Retype precisely the section of the data that starts at the line containing "Place a point on each instance of the stroller, one" and runs to its final line, ends included.

Data excerpts:
◆ ◆ ◆ ◆ ◆ ◆ ◆

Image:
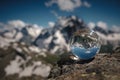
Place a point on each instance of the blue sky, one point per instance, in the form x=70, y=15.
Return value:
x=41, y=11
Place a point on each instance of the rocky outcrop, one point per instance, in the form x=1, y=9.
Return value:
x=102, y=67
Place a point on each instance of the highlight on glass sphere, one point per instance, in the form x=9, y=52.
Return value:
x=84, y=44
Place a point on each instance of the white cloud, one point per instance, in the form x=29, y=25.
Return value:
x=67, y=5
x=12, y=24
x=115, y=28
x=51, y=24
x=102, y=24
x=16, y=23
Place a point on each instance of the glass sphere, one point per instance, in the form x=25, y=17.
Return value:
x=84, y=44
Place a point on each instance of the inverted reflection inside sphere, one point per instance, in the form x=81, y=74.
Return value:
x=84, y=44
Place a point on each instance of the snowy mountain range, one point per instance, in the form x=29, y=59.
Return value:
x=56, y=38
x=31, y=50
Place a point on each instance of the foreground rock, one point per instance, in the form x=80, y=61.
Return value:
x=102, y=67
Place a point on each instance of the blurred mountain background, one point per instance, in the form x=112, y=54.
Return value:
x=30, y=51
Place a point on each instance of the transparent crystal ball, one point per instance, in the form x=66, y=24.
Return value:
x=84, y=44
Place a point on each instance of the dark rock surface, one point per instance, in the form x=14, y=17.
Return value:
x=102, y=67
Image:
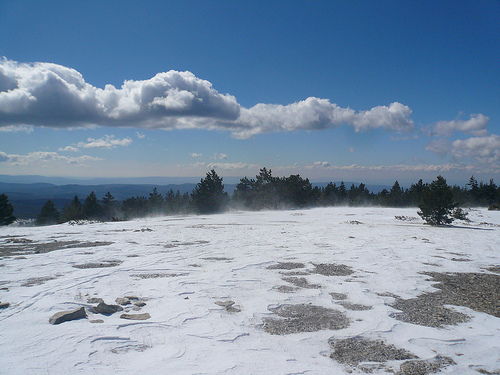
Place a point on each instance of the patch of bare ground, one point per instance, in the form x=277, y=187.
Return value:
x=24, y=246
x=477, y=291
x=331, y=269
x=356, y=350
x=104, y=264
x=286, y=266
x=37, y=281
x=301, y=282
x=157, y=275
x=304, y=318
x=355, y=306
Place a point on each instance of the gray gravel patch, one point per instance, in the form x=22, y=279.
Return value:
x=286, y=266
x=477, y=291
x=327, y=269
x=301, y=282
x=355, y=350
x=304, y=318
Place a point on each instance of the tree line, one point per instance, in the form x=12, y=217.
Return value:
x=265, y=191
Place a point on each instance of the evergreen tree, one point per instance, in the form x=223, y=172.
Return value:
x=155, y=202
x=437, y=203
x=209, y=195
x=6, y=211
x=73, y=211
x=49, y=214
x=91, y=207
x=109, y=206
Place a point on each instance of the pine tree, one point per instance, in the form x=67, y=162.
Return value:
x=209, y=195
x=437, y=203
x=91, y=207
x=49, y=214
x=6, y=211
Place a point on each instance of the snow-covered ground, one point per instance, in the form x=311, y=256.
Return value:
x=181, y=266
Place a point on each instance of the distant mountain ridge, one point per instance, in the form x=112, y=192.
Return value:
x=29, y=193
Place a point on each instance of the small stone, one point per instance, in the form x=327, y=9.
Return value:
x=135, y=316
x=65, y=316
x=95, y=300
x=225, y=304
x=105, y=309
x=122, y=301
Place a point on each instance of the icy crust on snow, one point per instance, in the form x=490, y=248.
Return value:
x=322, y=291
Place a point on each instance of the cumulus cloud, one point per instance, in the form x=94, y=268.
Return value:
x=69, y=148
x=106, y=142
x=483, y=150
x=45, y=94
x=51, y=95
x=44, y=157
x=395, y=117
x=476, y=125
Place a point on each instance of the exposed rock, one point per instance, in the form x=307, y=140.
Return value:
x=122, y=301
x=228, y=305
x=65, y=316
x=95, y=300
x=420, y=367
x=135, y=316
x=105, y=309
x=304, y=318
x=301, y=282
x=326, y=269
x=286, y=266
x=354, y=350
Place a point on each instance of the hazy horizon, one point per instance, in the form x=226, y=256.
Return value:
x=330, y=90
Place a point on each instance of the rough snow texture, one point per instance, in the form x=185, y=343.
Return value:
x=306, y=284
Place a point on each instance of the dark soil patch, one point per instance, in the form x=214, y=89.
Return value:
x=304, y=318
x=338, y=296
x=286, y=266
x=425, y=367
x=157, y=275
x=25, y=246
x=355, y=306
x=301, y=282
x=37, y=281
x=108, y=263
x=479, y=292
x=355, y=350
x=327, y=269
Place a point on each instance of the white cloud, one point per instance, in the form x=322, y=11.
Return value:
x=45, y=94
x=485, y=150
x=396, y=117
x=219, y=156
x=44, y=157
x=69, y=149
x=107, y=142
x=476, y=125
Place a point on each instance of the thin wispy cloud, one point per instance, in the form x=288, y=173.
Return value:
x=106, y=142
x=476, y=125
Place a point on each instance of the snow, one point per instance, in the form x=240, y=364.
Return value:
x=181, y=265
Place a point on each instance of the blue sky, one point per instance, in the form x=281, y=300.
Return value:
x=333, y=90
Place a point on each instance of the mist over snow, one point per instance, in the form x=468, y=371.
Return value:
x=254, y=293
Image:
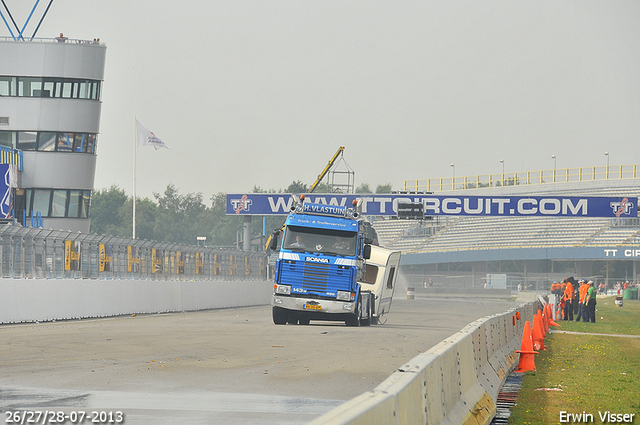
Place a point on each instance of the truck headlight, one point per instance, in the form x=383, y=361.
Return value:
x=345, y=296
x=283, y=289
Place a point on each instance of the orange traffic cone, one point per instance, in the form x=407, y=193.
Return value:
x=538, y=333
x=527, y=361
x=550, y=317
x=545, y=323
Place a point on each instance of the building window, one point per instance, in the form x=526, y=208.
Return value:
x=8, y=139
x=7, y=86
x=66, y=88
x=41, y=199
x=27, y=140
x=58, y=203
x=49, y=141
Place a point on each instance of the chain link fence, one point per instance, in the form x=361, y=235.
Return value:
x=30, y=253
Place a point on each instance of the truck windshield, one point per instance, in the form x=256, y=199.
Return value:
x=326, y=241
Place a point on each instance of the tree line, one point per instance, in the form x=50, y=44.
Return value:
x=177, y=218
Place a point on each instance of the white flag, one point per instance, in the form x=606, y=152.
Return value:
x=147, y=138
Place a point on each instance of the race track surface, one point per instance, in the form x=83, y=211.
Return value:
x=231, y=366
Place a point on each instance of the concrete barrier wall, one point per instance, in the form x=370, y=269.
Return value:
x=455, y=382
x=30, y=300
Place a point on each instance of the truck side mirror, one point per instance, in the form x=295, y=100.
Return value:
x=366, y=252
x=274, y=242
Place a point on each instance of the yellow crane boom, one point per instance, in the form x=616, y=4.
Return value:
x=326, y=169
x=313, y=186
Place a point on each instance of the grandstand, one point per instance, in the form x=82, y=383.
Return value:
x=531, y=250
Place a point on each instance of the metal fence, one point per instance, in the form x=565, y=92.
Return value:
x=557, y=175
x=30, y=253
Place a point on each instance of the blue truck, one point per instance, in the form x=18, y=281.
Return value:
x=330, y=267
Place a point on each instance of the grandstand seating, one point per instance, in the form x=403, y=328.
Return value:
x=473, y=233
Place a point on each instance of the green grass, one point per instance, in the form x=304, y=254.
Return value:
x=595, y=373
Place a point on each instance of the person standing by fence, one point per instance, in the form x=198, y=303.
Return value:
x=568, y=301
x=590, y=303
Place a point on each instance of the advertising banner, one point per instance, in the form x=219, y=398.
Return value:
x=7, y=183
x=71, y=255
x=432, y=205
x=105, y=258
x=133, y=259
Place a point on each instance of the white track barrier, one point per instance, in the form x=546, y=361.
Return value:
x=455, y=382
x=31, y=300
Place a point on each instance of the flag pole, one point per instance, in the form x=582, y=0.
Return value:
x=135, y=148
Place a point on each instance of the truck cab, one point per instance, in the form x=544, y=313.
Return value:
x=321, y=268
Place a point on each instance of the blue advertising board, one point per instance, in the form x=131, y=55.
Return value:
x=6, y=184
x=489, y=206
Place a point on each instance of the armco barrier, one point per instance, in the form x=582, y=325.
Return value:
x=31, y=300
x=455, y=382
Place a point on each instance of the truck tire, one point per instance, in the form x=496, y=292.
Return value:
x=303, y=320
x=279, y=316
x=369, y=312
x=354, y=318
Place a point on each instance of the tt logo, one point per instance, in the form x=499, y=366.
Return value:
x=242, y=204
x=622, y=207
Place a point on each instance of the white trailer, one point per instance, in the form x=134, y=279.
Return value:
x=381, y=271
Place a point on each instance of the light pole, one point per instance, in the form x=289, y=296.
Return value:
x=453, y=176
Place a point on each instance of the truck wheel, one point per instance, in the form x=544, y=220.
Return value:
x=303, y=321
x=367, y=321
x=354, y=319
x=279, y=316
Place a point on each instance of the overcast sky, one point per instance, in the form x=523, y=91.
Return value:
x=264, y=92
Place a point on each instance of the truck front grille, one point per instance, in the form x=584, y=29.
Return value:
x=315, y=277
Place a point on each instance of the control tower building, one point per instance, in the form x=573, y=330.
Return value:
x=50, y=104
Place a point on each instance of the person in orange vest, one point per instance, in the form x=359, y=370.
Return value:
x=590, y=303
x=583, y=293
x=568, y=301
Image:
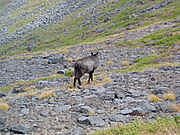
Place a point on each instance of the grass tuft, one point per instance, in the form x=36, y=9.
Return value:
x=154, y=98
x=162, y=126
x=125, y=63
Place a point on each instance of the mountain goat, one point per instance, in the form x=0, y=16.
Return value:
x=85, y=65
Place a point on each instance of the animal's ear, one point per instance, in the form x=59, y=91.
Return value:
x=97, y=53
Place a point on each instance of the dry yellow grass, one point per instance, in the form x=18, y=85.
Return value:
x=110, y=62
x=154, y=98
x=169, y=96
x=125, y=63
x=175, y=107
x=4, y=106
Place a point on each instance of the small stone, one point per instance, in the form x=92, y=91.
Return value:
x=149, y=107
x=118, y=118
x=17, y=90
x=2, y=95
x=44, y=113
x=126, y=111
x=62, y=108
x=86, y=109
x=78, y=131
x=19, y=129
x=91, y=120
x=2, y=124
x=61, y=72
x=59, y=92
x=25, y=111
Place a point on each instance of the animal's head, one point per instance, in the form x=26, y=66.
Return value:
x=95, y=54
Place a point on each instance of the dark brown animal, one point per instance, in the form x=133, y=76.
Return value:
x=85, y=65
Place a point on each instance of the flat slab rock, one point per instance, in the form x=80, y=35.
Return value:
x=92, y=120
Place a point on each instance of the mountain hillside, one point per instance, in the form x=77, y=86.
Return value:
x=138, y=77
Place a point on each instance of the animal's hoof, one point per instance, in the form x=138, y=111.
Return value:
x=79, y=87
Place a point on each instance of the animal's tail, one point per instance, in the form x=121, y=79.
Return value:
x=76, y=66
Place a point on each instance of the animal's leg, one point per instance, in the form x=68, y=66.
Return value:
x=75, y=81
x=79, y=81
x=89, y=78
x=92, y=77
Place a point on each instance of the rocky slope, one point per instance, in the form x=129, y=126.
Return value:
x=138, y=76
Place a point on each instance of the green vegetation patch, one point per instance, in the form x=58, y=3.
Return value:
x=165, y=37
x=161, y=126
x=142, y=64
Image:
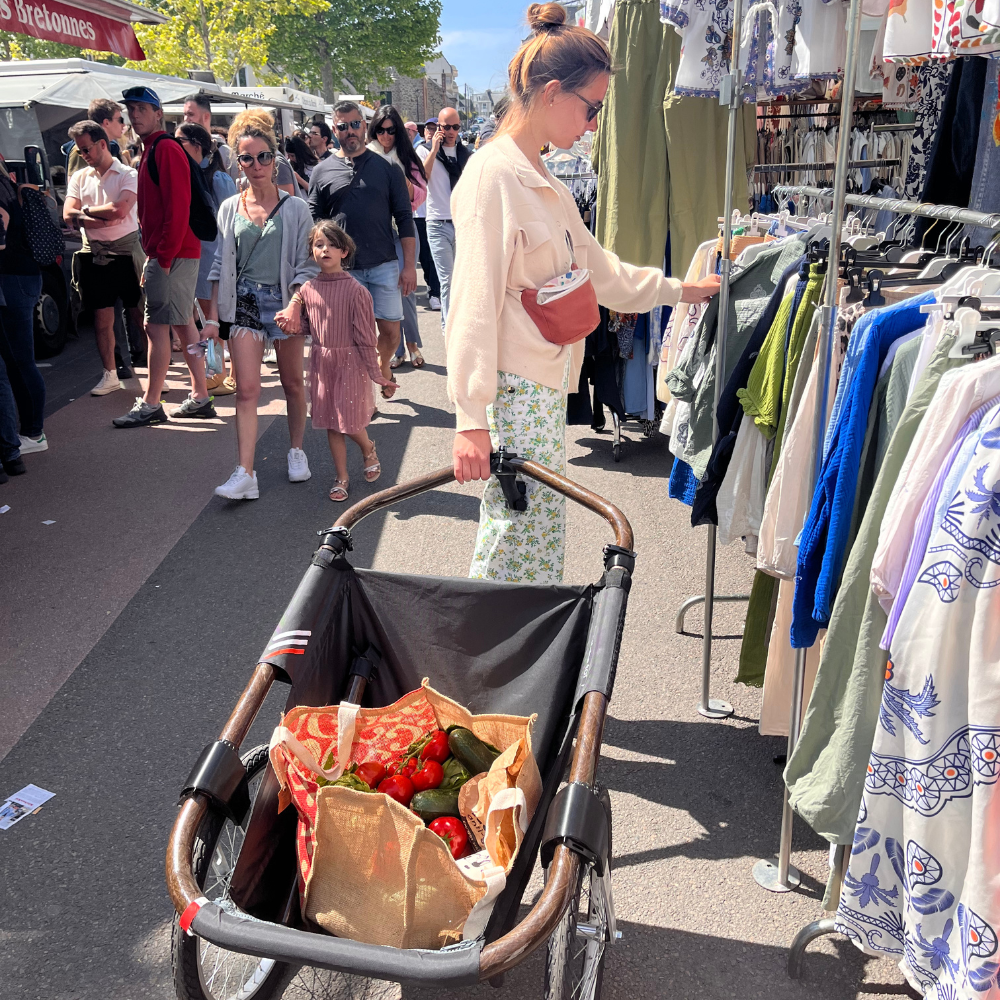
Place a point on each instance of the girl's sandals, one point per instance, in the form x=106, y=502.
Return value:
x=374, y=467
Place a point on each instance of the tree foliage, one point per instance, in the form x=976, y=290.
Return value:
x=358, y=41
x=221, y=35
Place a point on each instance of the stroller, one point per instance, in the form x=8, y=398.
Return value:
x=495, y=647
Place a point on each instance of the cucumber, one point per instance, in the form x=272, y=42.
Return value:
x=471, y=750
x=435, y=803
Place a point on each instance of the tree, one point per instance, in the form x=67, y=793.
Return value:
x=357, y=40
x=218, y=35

◆ ◆ ◆ ◆ ◆ ◆ ◆

▶ **Output of the task**
Place a point on each instance of the stroller, one point per instance, in the form x=8, y=398.
Return value:
x=495, y=647
Place a point on each instance of the cucumber, one point per instance, in the form x=272, y=42.
Return value:
x=471, y=750
x=435, y=803
Place a point on each instance of the tree, one point per instance, in the form x=67, y=793.
Return value:
x=357, y=40
x=218, y=35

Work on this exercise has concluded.